→ **WHAT TO WORK ON**
From first line to last, copy the listing exactly and omit its pictures.

── LISTED RECORDS ──

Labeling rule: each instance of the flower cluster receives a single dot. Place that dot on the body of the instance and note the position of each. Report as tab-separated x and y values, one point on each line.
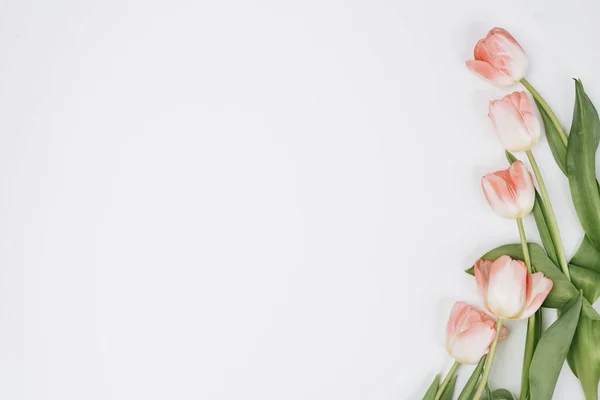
509	288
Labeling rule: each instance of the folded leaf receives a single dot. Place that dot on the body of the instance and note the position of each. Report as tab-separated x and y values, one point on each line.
552	350
558	148
581	164
432	391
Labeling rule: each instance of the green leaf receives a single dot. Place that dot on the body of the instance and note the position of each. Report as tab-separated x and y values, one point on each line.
499	394
432	391
471	384
502	394
562	289
584	356
586	280
552	350
581	164
449	391
559	150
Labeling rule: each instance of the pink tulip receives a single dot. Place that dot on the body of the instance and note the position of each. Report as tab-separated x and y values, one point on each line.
470	333
515	121
511	192
499	58
508	291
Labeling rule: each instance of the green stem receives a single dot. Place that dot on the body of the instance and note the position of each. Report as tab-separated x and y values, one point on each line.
526	257
530	338
552	224
546	107
488	364
447	380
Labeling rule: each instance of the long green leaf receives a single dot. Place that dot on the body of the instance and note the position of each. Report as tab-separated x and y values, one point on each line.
471	384
584	356
562	289
552	350
581	164
558	148
432	391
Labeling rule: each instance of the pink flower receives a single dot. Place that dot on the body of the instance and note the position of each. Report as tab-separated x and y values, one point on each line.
511	192
507	290
469	333
515	121
499	58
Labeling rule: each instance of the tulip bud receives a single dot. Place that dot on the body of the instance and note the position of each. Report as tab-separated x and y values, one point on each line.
469	333
499	58
515	121
511	192
508	290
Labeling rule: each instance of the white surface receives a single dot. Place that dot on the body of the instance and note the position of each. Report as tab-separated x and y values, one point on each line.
256	199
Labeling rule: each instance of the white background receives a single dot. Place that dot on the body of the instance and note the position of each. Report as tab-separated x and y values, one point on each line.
240	200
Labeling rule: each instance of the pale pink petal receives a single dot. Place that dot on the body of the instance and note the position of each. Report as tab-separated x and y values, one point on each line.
538	287
524	187
507	288
471	345
509	125
500	196
492	324
487	71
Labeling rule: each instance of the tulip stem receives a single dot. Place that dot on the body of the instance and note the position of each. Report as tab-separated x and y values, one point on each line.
447	380
551	218
540	100
488	364
526	257
530	338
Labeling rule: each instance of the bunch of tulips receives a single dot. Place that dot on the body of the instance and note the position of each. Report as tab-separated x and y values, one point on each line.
514	281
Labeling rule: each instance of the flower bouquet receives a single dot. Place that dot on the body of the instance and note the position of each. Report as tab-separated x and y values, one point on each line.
516	280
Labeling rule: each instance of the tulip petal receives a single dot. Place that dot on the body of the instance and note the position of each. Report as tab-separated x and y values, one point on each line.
524	187
510	126
469	346
538	287
492	324
507	288
487	71
500	196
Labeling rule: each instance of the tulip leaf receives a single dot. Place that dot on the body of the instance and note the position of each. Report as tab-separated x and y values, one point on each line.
552	350
539	214
562	289
558	148
587	281
499	394
448	393
471	384
584	356
581	164
587	256
432	391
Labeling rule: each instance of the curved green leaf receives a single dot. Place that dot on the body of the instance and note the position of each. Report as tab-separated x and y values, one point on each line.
581	164
558	148
584	356
471	384
432	391
562	289
552	350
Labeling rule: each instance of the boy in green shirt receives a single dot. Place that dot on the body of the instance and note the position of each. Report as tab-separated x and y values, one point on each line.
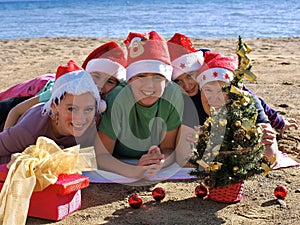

───

→ **SOLUTION FOR THIS TASK**
Labeling rule: each instance of the flower cluster receives a single dot. Place that dot on the body of the instance and note the position of each. Report as tab-separated x and y values, one point on each line.
509	288
Labeling rule: each instance of the folded leaf receives a single dot. Place that dot on the body of the instance and note the position of each. Report as tab-separated x and y values, one point on each line.
552	350
558	148
581	164
432	391
Labeling rule: each instance of the green leaf receives a single dot. Place that dot on the body of the instance and note the position of each. Report as tab-separated x and y values, one point on each line.
499	394
432	391
471	384
502	394
562	289
584	356
586	280
552	350
581	164
449	391
559	150
Labeling rule: each instance of the pink tulip receives a single dot. Place that dot on the body of the instance and note the position of each. Report as tab-separated x and y values, one point on each line.
470	333
515	121
511	192
499	58
508	291
Labeling rule: each instance of the green stem receives a single dot. Place that dot on the body of the instance and note the position of each. Report as tab-separated x and y values, one point on each line.
526	257
530	338
552	224
546	107
488	364
447	380
Labeling rule: each instance of the long green leaf receives a single dot. Place that dot on the body of the instance and note the position of each. Report as tab-separated x and y values, one point on each line.
471	384
584	356
562	289
552	350
581	164
558	148
432	391
Labeling rule: each instance of the pink flower receives a single dot. Place that dot on the body of the instance and note the position of each. Report as tab-separated x and y values, one point on each line.
511	192
507	290
469	333
515	121
499	58
Labeling rule: each instance of the tulip bud receives a single dot. Place that dot on the body of the instance and note the position of each. Report as tab-separated x and y values, one point on each line.
469	333
499	58
515	121
511	192
508	290
Labeling rule: each instance of the white surface receives a single dot. Place that dot on the body of the instance and note the position of each. Report as tab-separated x and y values, one point on each line.
256	199
Labeling rule: each instance of the white background receives a single dot. Place that dot on the body of the instance and note the position of each. Report as tab-separated x and y values, one point on each line.
240	200
Labeling rule: each instance of the pale pink petal receives a single dot. Place that dot on the body of the instance and note the position of each. Report as tab-separated x and y values, one point on each line.
538	287
524	187
507	288
471	345
509	125
500	196
492	324
487	71
Labeling rule: each instance of the tulip stem receives a single dot. Place that dot on the body of the instance and note the position of each. Report as tab-separated x and y values, one point on each line.
447	380
551	218
540	100
488	364
526	257
530	338
Labeling rule: each instance of the bunch of tulips receives a single dot. Place that dot on the body of the instance and note the position of each. Report as tab-separated x and y values, one point on each line.
514	281
Labeling rule: each instance of the flower bouquet receives a single dot. Place that dot on the body of the instance and note the position of each. Report as tab-separated x and y values, one point on each line.
516	280
Labeling rule: each instance of the tulip petal receives a single dot. Place that dot on the body of the instance and note the position of each. Report as tab-separated x and y values, one point on each line.
524	187
510	126
469	346
538	287
492	324
507	288
487	71
500	196
Labeling rule: each instance of the tulip leaf receives a single dot. Place that dot on the body of the instance and note the position of each. Report as tab-separated x and y values, one point on each line.
552	350
539	214
562	289
558	148
587	281
499	394
448	393
471	384
584	356
581	164
587	256
432	391
Labeling rule: each instance of the curved green leaf receives a single dot. Place that dot on the body of the instance and note the position of each. Report as tab-separated x and y values, one point on each line.
581	164
558	148
584	356
471	384
432	391
562	289
552	350
Labeling rule: each instance of the boy in green shirt receives a single dot. Place that dot on the body of the instance and note the position of each. Report as tab-separated x and y values, one point on each line.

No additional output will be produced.